CONSIGNE DE TRAVAIL 1:
Recopiez, s'il vous plaît, le passage de la chronique sur la tempête Bella qui va de « Chronique de Jean » à « à se toucher. », bornes incluses.
CONSIGNE DE TRAVAIL 2:
D'après la chronique sur la tempête Bella, quelle hauteur de neige a-t-on mesurée à Picherande ?

EXTRAIT DU DOCUMENT:
════════════════
Chronique de Jean - Pierre Rozier, ethnologue de la ruralité
Il y a deux ans, il nous était tombé dessus une sacrée tempête, nommée Bella, d’ailleurs davantage porteuse de neige que de vent... Elle nous venait direct de l’ouest de la Manche et pour le coup les services de la météo avaient prévenu largement, elle n’était pas arrivée à l’improviste, Bella, l’aguichante Anglaise de formes généreuses sous son polisson et pesant manteau de fourrure blanche : vent violent, importantes chutes de neige sur le Massif central au-dessus de 600 mètres d’altitude. Elle avait surgi à l’heure dite, en bout d’après-midi du dimanche, deux jours après le père Noël, emballante et ronflante, mue par un enroulement cyclonique puissant de l’océan, empanachée de flocons gras, onctueux, serrés à se toucher.
Lors de l’accalmie relative des lendemains, on s’était escrimé à mesurer les hauteurs au sein des bourgs, soixante bons centimètres à Bagnols et Cros, un mètre à Picherande… Le mesurage s’avérait plus aléatoire en rase campagne, les souffles ayant soulevé la neige des surfaces exposées, l’ayant entrainée dans de voluptueuses danses pour mieux la précipiter, exsangue, au creux des matelas du terrain… On interrogea les pépés et les mémés, et bien sûr que cela leur évoquait leurs jeunes années, mais précisément à quand fallait-il remonter pour rencontrer une telle épaisseur ? On évoqua un assez proche 2005, par un temps froid de bise durable et d’écir, mais avec une couche objectivement en retrait… Dans les journaux, les rédacteurs s’en tirèrent par une formule suffisamment vague pour ne pas manger de pain : « on n’avait pas vu cela depuis au moins quarante ans ! ». Il fallut à la fin se rendre à l’évidence : jamais, de mémoire d’homme, il n’était tombé un si épais édredon en un temps aussi court qu’en cette nuit lactée du 27 au 28 décembre 2020 ! Bella n’était pas qu’une belle allumeuse, elle avait tenu ses promesses plantureuses.
════════════════
ENREGISTREMENTS EXTRAITS:
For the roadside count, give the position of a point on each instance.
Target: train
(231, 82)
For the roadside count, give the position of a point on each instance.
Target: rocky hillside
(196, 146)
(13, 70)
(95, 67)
════════════════
RÉPONSE FINALE 1:
Chronique de Jean - Pierre Rozier, ethnologue de la ruralité
Il y a deux ans, il nous était tombé dessus une sacrée tempête, nommée Bella, d’ailleurs davantage porteuse de neige que de vent... Elle nous venait direct de l’ouest de la Manche et pour le coup les services de la météo avaient prévenu largement, elle n’était pas arrivée à l’improviste, Bella, l’aguichante Anglaise de formes généreuses sous son polisson et pesant manteau de fourrure blanche : vent violent, importantes chutes de neige sur le Massif central au-dessus de 600 mètres d’altitude. Elle avait surgi à l’heure dite, en bout d’après-midi du dimanche, deux jours après le père Noël, emballante et ronflante, mue par un enroulement cyclonique puissant de l’océan, empanachée de flocons gras, onctueux, serrés à se toucher.

RÉPONSE FINALE 2:
Un mètre.